====== Excerpted passage ======

Many animals feature a torpedo like body shape, due to aero- or aquadynamic friction. This torpedo like shape can be approximated by an ellipse, which can be detected in the Hough transform (Duda and Hart, 1972; Xie and Ji, 2002). The ellipse detection in LACE (LACE_HTD toolbox) wraps the MATLAB implementation by Martin Simonovsky² (Xie and Ji, 2002; Basca et al., 2005). As Hough transform detection is a brute force approach and therefore computational intensive, we use a common simplification: We split the frame into smaller images that only encompass one set of boundaries.

Although the Hough transformation is computational intensive, it offers many advantages over classic difference image analysis. Conditions such as maximum and minimum size of the geometrical shape (in our case, the major axis of an ellipse) are already implicit to the detection mode and do not have to be applied post-hoc. The orientation of the shape is part of the output of the accumulator space. Even partially occluded geometrical shapes are found, as they still produce a substantially bright spot in the accumulator image. Especially animal interaction often leads to problematic detection situations as the animals occlude each other (see Figure 3) or align so that they become a double wide ellipse (Figure 3). In normal difference image analysis, this needs to be solved manually. The Hough transform results in multiple candidates for these situations, that can be used to solve this problem automatically via ad-hoc corrections.

FIGURE 3

Figure 3. These are illustrations of five standard problems LACE_ac toolbox can automatically detect and solve. Problem 1 and 2 are superfluous detections of either the same animal (Problem 1) or other contrast areas in the video frame like shadows (Problem 2). Both are solved by deleting the detection with the lower quality rating. Problem 4 results from one of the detection ellipses not passing all criteria (size, eccentricity, last position) and is solved by taking the detection with the highest quality from the sub-threshold detection list. Problem 5 to 7 are all due to a miss-detection in which two or more animals are lumped together, because of their proximity. These are mainly solved by deleting detections that are too large and choosing from the sub-threshold detection list (Problems 5 and 6) or by splitting up the chain in animal long regions (Problem 7).

2.1.5. Ad-hoc Corrections

Video observations that include multiple individuals can lead to occlusion problems. One major problem is to decide if two animals overlay and therefore create overlaying ellipses or if one animal can be fitted by two overlaying ellipses. Some of these issues can be solved with a prior information that the user provides, e.g., the number of animals present in the observation. This allows LACE to categorize occlusion problems into seven standard problems that the LACE_ac toolbox tries to solve.

1. Problem 1: Too many overlaying instances of detection

The Hough transform detection found too many ellipses. The number of ellipses exceeding the user defined number of animals is identical to the number of ellipses with largely overlaying surface area. This indicates a case in which one or more animals are fitted with more than one ellipse. In this case, we keep the ellipse with the best quality of detection from the group of overlaying ellipses.

2. Problem 2: Too many non-overlaying instances of detection

The Hough transform found too many ellipses but none of them overlay. This is rather easy to solve, the ellipse with the lowest detection quality, is deleted.

3. Problem 3: Problem 1 and 2 occur at the same time

First we reduce the overlaying ellipses, if needed, the ellipses featuring the lowest detection quality are deleted afterwards.

====== Given information ======

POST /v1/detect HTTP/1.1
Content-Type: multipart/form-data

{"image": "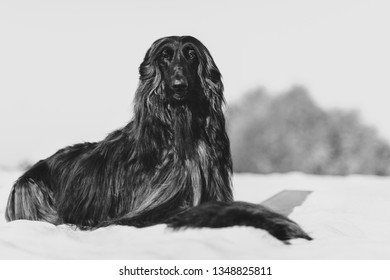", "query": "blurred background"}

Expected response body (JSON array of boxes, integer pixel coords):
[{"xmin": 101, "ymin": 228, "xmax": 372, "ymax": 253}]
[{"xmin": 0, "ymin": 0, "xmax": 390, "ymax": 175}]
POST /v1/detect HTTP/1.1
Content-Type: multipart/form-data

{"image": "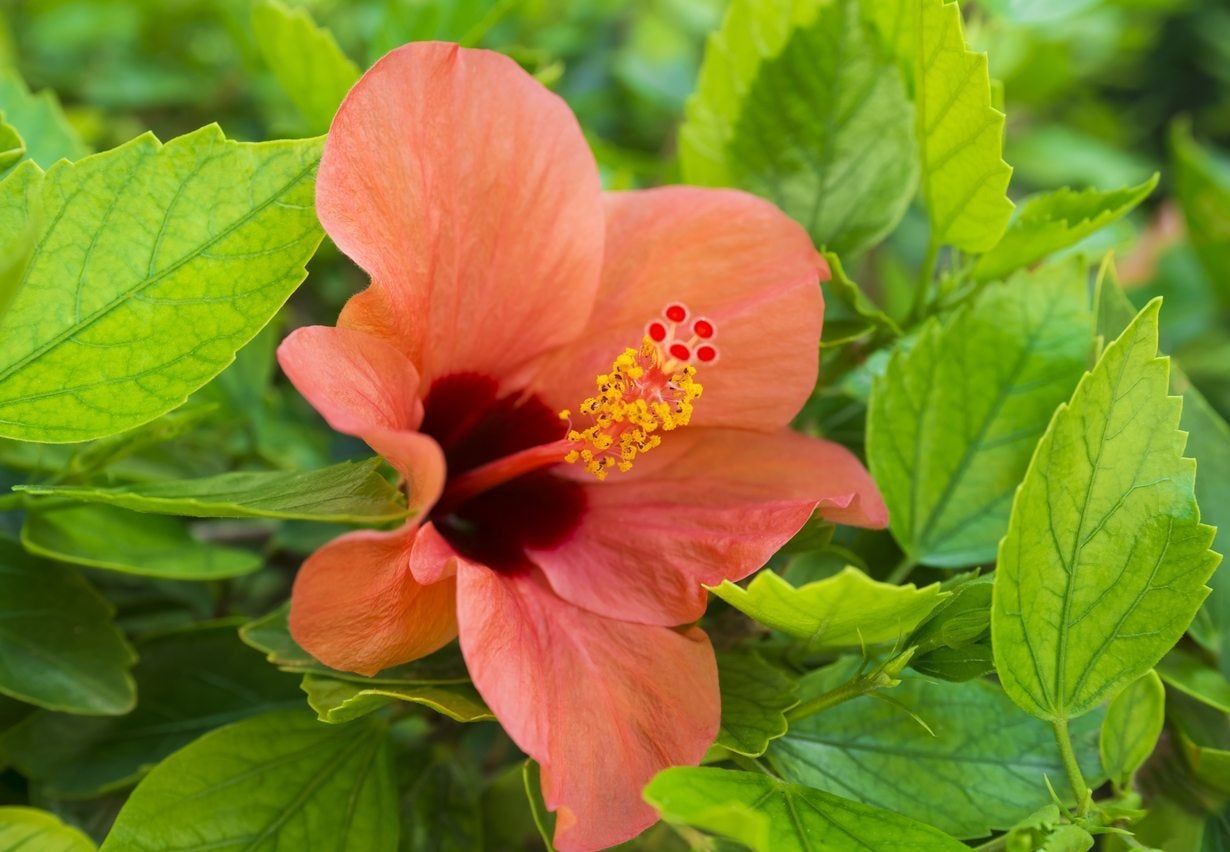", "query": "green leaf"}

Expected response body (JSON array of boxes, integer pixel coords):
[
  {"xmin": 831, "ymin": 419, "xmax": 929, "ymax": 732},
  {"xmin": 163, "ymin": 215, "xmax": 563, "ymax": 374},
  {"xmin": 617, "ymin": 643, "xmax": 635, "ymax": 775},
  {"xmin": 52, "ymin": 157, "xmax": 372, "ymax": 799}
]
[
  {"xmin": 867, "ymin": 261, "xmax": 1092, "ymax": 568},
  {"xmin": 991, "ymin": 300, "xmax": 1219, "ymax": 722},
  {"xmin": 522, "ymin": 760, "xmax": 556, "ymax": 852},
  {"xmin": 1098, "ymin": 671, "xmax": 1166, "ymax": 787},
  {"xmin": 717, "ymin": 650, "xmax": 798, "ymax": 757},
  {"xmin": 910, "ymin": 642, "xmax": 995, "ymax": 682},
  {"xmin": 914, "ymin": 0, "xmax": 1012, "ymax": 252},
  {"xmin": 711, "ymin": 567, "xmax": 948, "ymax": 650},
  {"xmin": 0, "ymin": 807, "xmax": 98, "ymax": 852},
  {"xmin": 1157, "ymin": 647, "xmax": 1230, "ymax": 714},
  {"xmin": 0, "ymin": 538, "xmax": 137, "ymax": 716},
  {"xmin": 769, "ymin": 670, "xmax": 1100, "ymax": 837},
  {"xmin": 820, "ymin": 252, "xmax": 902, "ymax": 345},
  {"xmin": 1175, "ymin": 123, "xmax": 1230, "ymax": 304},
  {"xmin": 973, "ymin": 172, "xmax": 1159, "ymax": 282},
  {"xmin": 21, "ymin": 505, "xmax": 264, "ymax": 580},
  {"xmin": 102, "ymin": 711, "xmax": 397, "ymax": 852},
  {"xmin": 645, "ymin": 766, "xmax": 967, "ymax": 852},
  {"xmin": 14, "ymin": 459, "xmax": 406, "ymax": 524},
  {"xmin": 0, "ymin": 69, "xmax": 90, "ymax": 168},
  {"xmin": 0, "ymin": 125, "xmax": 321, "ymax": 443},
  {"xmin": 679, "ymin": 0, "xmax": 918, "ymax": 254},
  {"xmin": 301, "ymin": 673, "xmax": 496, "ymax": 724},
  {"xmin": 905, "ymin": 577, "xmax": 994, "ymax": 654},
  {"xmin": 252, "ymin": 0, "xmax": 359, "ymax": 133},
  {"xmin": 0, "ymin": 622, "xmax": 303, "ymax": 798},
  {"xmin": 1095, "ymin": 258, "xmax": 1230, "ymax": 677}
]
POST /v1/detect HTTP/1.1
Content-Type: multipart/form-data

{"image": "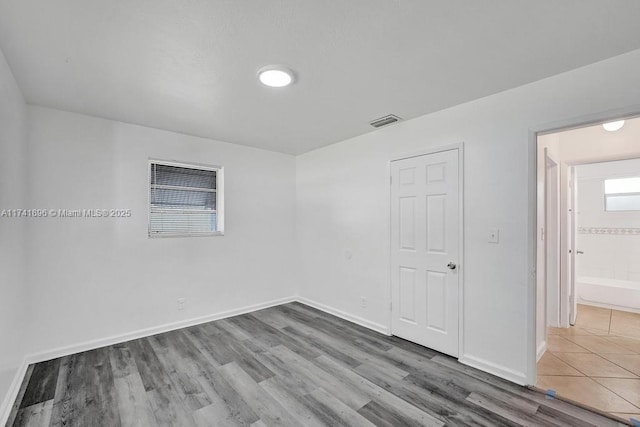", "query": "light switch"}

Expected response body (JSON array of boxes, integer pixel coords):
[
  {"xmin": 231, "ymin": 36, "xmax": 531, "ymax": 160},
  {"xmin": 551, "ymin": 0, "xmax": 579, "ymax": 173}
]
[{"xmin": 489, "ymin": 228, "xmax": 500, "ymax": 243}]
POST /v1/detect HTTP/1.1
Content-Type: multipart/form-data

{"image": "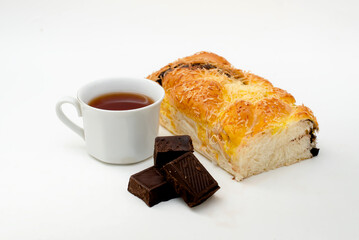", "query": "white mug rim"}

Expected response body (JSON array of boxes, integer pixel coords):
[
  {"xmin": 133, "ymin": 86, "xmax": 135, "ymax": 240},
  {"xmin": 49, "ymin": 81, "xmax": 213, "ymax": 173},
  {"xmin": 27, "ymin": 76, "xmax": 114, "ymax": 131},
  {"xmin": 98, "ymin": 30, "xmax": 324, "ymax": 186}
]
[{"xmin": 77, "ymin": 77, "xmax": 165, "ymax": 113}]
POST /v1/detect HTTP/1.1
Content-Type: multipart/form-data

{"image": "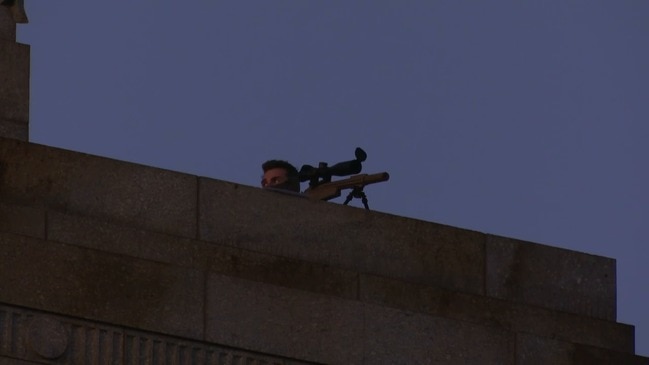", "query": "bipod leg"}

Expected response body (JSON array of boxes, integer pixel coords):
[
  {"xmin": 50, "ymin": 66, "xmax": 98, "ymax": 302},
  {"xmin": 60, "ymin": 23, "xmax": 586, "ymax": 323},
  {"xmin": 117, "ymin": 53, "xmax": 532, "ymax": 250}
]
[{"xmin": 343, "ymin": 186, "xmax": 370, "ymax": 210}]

======

# [Tasks]
- 1) From the passage on ellipse detection and ad-hoc corrections, list every criterion that a detection ellipse has to pass.
- 2) Answer these from the passage on ellipse detection and ad-hoc corrections:
(a) Whose MATLAB implementation does the ellipse detection in LACE wrap?
(b) What prior information from the user is given as an example of what lets LACE sort occlusion problems into standard problems?
(c) For Problem 2, which ellipse gets deleted?
- 3) Carry on the passage on ellipse detection and ad-hoc corrections from where it stops.

# [Per-task outputs]
- 1) Size, eccentricity and last position.

- 2)
(a) Martin Simonovsky's.
(b) The number of animals present in the observation.
(c) The ellipse with the lowest detection quality.

- 3)
4. Problem 4: Too few ellipses are found

In this case, there are no overlaying ellipses but not enough detection was preformed. The Hough transform detection also keeps detection below the quality threshold. We fill up the detection until we reach the number of predicted animals with the best sub threshold quality instances of detection.

5. Problem 5: Too few ellipses are found but few are larger than a single animal - Chaining

We call this problem chaining. If one individual attaches itself to the extremes of the body long axis and aligns itself roughly to the body long axis, this produces a figure eight shape that can be mis-detected as one large animal. From the Hough ellipse detection (see Section 2.1.4), we can estimate if one of the detections is at least 1.5 times larger than a single animal. If this is the case, we split the chain by splitting the oversized detection and refitting ellipses to it with the mean size between minimum and maximum major axis length.

6. Problem 6: Chaining and not enough instances of detection

In this case, solving the chaining problem still can not deliver enough ellipses. In this case, we again fill up the ellipses with the best sub-threshold instances of detection.

7. Problem 7: The correct number of animals were found, but there is chaining

In this case, the chains are refitted as in Problem 5 and the algorithm chooses from all ellipses, the one with the lowest detection value and deletes it until the correct number of ellipses is reached.

Whenever an ellipse-detection is corrected via an ad-hoc algorithm, its detection quality is set to –1 to help identify weak instances of detection for later analysis. With the exception of the user provided information, ad-hoc corrections employ only information about the current detection frame. Some problems, however, are solved more reliably with information from the detection results before and after the frame in which the problem occurred. These problems are solved by LACE's post-hoc evaluation toolbox.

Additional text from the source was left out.